#### EXERCISE:
I need the entries printed again word for word, without the images.

Point localization data

((

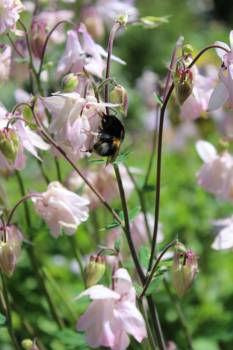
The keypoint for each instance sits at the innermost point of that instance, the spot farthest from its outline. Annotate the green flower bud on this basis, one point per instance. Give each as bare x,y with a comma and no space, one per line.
70,82
185,269
119,96
94,270
7,259
28,344
9,144
187,50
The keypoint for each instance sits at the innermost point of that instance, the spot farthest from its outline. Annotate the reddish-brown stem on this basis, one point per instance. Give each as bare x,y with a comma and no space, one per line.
159,152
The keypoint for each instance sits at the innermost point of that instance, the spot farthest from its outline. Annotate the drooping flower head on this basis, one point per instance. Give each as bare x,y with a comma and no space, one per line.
5,62
61,208
223,92
15,138
112,315
9,14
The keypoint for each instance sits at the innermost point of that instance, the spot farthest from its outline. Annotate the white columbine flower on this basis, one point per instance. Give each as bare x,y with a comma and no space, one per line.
9,14
61,208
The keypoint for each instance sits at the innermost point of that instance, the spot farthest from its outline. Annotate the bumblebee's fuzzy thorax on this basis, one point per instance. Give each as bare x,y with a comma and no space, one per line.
110,137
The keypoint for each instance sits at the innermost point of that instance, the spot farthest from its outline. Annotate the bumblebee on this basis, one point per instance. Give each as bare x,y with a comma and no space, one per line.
110,137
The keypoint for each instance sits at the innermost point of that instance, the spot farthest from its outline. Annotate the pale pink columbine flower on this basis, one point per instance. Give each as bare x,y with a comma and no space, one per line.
82,52
9,14
223,92
51,18
216,175
197,103
21,138
112,316
75,121
5,63
61,208
103,179
111,9
224,239
10,248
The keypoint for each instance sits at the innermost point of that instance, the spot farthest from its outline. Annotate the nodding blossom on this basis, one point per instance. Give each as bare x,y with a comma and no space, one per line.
224,238
223,92
5,63
82,52
75,121
216,175
9,14
109,10
61,208
112,315
15,138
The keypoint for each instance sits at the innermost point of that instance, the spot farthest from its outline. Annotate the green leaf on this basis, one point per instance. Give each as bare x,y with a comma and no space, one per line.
72,340
144,256
138,289
155,284
153,22
2,320
158,99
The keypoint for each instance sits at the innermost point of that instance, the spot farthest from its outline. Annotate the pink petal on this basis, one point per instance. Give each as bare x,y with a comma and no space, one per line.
99,292
218,97
206,151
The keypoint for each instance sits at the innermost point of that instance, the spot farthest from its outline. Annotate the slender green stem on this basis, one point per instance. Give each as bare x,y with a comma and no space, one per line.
141,201
149,332
115,28
58,169
180,314
150,277
77,255
127,225
159,153
8,313
33,258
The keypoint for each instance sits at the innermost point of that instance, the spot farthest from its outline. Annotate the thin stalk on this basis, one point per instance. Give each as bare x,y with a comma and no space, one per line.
14,46
149,332
58,169
46,44
31,63
180,314
115,28
8,313
150,277
43,173
142,202
77,255
159,153
127,225
33,258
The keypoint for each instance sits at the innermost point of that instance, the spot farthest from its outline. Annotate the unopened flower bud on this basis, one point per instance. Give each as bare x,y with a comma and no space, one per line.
119,96
10,245
183,85
9,144
93,22
70,82
122,19
38,36
28,344
185,268
187,50
94,270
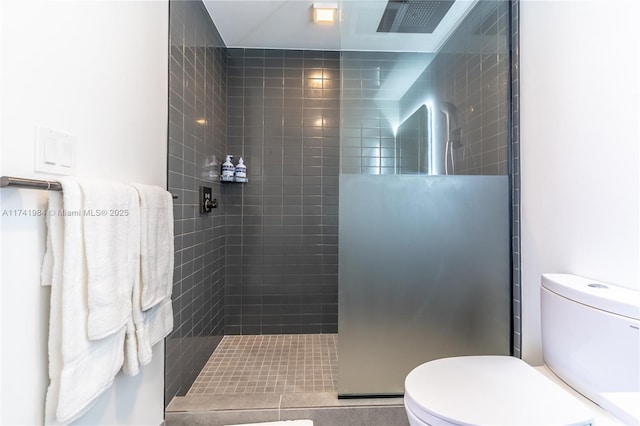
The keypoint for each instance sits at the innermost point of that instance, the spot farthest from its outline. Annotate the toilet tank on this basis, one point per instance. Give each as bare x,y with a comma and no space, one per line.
591,334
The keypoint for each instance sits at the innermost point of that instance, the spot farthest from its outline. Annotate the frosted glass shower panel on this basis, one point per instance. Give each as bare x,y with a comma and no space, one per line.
424,274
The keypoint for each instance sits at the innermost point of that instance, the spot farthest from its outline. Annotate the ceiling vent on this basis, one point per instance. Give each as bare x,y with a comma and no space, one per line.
413,16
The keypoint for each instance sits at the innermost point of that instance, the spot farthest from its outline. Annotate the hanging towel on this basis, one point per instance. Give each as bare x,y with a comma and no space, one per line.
111,228
79,369
156,244
150,325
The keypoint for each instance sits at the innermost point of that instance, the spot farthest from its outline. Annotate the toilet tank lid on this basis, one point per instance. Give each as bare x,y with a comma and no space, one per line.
599,295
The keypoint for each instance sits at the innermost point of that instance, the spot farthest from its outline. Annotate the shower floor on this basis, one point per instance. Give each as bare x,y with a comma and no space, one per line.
290,363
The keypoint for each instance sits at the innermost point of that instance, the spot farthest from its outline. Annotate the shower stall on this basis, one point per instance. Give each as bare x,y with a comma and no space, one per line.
376,222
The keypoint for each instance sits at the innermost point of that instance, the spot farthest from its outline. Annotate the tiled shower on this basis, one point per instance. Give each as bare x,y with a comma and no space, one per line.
265,262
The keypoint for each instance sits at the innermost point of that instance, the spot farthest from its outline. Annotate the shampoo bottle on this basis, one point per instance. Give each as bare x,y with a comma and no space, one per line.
241,171
227,170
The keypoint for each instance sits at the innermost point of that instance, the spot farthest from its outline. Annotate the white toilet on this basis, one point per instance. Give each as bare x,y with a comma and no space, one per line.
590,340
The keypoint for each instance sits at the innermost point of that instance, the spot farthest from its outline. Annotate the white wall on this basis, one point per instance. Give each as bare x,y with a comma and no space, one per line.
579,99
97,70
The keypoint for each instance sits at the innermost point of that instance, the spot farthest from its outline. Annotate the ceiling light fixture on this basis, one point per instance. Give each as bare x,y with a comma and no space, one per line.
325,12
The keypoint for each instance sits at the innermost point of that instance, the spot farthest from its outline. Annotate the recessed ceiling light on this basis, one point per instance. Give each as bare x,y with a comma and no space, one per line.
325,12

))

#### RESPONSE AREA:
The keypoint for each instance sits at the innermost point of that instance, the spot farthest from its outline. Annotate the green flower bud on this basis, one point per instance. Give each as bare x,y with a comma and no space, one per line.
70,82
185,269
119,96
94,270
7,259
28,344
9,144
187,50
The keypoint for each instance sits at the innermost point of that instance, the spot farthest from its outline. Annotate the reddish-brown stem on this basis, one point per instance. Give each as bare x,y with a comma and no space, one per line.
159,152
The keypoint for each instance sits at the innermost point of that instance, the spot farthest from its outline. Annotate the drooping flower head on this basis, one point per instance. Give each as bare x,y with a comma and no space, one per line.
5,62
61,208
223,92
15,138
112,315
9,14
The keypoint for each instance sits at the innermost point of that instance, the spot farthest from its outline. Annotate the white columbine flower on this basis, one point per instance. Give each as bare x,y with a comma and no space, one per line.
9,14
61,208
The keypoint for each instance sits at the innermost point of that instance, the spot farthest from its outline. Annotate the bumblebee's fuzzy thorax on this basis, one point per instance. Give each as bare x,y with a comma and no space, one per line.
110,137
The keypoint for each instance sits at the innermost point of that instance, the spot farthest from its outline. Annotate the bumblebee on this basis, one point per instance. Give each as bare x,y with a comma and no space, one per line.
110,137
The keypoint for each instance sits at the innermost point of that instance, the spot farthest from its outline. Annotate the pale pink columbine flower on this basis, one point per instance. Give each as bare x,y with a comma and no space, one per line.
82,52
9,14
223,92
51,18
216,175
197,103
21,138
112,316
75,121
5,63
61,208
103,179
111,9
224,239
10,248
The keypoint for each instance sits at the innermost point of that instance, the spot farthest from its outline. Annotate the nodding blossom on this basis, one point per instance. Give each as bare x,y with a comma and no space, one per line.
224,238
223,92
5,63
82,52
75,121
216,175
9,14
109,10
61,208
112,315
15,138
The keypoint for each instance sits at the innermost point of that instance, the spot farthest from its outline. Annotate the green leaf on this basis, one point per instance. Give each as bare x,y with a comma and no space, one per line.
72,340
144,256
138,289
155,284
153,22
2,320
158,99
The keypoint for each instance sits at the innermost point of that instance, the spot farthest from its outline. Annotate the pink petal on this basis, one point per instance. Give each as bare x,y with a comma and no space, one per line.
99,292
218,97
206,151
The keypoint for each instance sits at the innermost point of that instance, the spot farthest from its outline. Annotate the slender green stem on this basis, one point per instance. Give each as bare x,y with a comma and no space, one per line.
141,201
149,332
115,28
58,169
180,314
150,277
77,255
127,225
159,153
8,313
33,258
The keypoint for each instance sits at the innermost point of that instance, the spot farthest from its outline. Annotate the thin stalk on this basis, one point per instance. Give each as bare x,y with a comma and no space, one per line.
14,46
149,332
58,169
46,44
31,63
180,314
115,28
8,313
150,277
43,173
142,202
77,255
159,153
127,225
33,258
The keypoint for each instance sits at the innermost point of that instance, the spot farthest from its outline. Annotate the unopened flower bud on this basis, one point per instance. Give each as bare x,y with a comma and no space, one per line.
119,96
10,245
183,85
9,144
93,22
70,82
122,19
38,36
28,344
185,268
187,50
94,270
The keypoint for each instance sits at the innermost point of that instance, the spot farthest from its outline. Annotate the toilet tank on this basis, one point per instance. Give each as bare x,y with a comma and no space, one per line.
591,334
The keypoint for each instance sits at the innermost point of that instance, the spot farthest from its outline. Annotate the frosted glass shower panel on this basis, one point per instance. Give each as bare x,y with a comma and no space, one per line.
424,274
The keypoint for each instance sits at the innermost point of that instance, the spot farthest from its outline. Annotate the ceiling vent on this basis, one point per instance. Give each as bare x,y with a comma and no space, one per line.
413,16
The keypoint for each instance sits at the innermost point of that instance, the spot farthest from its outline. Annotate the hanging towel on this basis, one point per instance. Give each as bare x,y with a comma and no space, one per line.
111,228
79,369
156,244
150,325
The keypoint for each instance sits at the innermost point of that instance, the spot farthest from its outline. Annotate the toilet tank lid on this basis, one point per instance. Give each as bare x,y with a comma and no space, one per line.
599,295
The keypoint for each instance sits at the innermost point of that instance, the spot farthest from its outline. Annotate the shower floor on this basis, one point per instance. Give each as bare x,y with a comma and no space, one per line.
290,363
The keypoint for each instance sits at the innermost point of that instance, the spot farthest from its outline. Annotate the shower stall on this basis, one point per instance. Give each as bare x,y with a comma and no space, one per line.
376,222
The keypoint for each instance sits at the innermost point of that instance, the spot farthest from its outline. Annotate the tiled shower on this basis, one point per instance. Give each as bare x,y with a comma and no space, one per line.
265,262
The keypoint for each instance sits at the innermost point of that instance, the spot farthest from its outline. Annotate the shampoo bottle on this basis, one point per instance. Give each as bare x,y with a comma and no space, one per line.
241,171
227,170
The keypoint for each instance sits at the innermost point of that instance, the spot farthest from its outline. Annotate the white toilet on this basis, one point per instance. Give each as bare x,y with a comma and no space, one per line.
590,340
The keypoint for each instance sits at the innermost point of that instance, the spot farthest from its outline. Annotate the white wall on this basis, one point per instance. Give each as bare x,y with a comma and no space, one per line.
579,99
97,70
The keypoint for each instance sits at the innermost point of that instance, the spot farthest from its outline. Annotate the ceiling light fixture on this basis, one point per instance. Give each as bare x,y with a comma and no space, one per line.
325,12
The keypoint for each instance sits at the innermost point of that instance, the spot farthest from its outline. Annotate the recessed ceiling light on this basis, one point per instance. Give each as bare x,y with a comma and no space, one per line.
325,12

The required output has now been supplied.